Rows of box annotation data:
# # #

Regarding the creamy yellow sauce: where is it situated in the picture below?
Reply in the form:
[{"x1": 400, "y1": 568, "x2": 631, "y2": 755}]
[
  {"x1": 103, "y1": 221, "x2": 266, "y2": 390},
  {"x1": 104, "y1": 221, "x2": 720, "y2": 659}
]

# # #

Output every one of the records above again, line for line, without changing anything.

Solution:
Regarding the creamy yellow sauce: where is it situated in the picture below?
Reply in the form:
[{"x1": 400, "y1": 568, "x2": 631, "y2": 755}]
[
  {"x1": 103, "y1": 221, "x2": 266, "y2": 390},
  {"x1": 104, "y1": 221, "x2": 720, "y2": 659}
]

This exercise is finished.